**What to work on:**
Will you return, word for word, only the lines from the top of the data below down to and including the one with "negative clicks: (284, 130) (220, 136)"?

━━━━━ Excerpted records ━━━━━

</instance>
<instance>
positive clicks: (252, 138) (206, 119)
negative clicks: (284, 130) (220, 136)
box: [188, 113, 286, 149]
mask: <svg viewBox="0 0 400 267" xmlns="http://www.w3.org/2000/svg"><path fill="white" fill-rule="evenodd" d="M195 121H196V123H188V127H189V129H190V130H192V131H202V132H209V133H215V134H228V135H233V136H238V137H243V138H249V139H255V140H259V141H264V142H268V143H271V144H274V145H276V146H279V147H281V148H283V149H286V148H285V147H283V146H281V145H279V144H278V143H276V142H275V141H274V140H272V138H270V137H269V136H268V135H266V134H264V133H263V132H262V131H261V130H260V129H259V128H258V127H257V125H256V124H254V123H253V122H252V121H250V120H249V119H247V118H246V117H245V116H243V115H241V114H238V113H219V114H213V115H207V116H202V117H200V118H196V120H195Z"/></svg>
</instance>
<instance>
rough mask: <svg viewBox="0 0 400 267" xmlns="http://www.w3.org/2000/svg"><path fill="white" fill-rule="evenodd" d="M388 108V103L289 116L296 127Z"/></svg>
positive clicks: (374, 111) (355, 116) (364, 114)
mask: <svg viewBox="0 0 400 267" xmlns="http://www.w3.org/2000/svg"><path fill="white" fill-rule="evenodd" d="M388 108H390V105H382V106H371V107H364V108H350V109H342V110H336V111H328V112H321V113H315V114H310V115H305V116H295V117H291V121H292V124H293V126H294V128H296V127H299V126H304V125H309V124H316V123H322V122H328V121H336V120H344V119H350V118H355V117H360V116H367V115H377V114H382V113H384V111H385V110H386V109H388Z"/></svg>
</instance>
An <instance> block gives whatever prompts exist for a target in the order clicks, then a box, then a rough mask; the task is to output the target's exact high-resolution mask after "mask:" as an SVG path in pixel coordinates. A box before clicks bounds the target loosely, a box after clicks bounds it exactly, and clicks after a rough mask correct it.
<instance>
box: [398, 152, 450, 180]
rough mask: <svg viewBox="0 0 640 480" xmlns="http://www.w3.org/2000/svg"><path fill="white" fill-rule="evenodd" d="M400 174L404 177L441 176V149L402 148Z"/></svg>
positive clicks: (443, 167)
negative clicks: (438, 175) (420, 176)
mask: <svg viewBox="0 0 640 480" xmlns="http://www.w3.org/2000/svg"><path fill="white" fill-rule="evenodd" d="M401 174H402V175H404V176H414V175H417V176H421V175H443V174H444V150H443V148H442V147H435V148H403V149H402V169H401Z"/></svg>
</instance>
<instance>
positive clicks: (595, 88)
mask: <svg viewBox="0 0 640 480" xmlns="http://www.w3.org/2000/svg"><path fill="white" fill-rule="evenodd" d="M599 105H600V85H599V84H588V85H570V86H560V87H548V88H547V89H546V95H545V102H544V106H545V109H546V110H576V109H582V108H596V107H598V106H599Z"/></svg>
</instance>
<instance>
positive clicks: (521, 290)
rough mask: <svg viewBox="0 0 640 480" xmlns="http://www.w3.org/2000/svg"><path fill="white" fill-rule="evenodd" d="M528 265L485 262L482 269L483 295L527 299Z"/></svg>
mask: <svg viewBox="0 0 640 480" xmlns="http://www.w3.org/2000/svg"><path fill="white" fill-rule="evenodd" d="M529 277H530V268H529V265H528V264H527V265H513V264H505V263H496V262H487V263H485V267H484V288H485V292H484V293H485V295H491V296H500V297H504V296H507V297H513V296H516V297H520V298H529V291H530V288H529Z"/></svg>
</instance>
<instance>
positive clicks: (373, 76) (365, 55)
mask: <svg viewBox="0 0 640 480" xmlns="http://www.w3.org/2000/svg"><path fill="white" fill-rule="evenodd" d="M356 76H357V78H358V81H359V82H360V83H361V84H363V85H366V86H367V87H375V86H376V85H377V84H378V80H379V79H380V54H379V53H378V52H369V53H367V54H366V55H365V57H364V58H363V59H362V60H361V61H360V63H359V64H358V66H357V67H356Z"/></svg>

━━━━━

**Output below:**
</instance>
<instance>
positive clicks: (252, 138) (206, 119)
negative clicks: (284, 130) (220, 136)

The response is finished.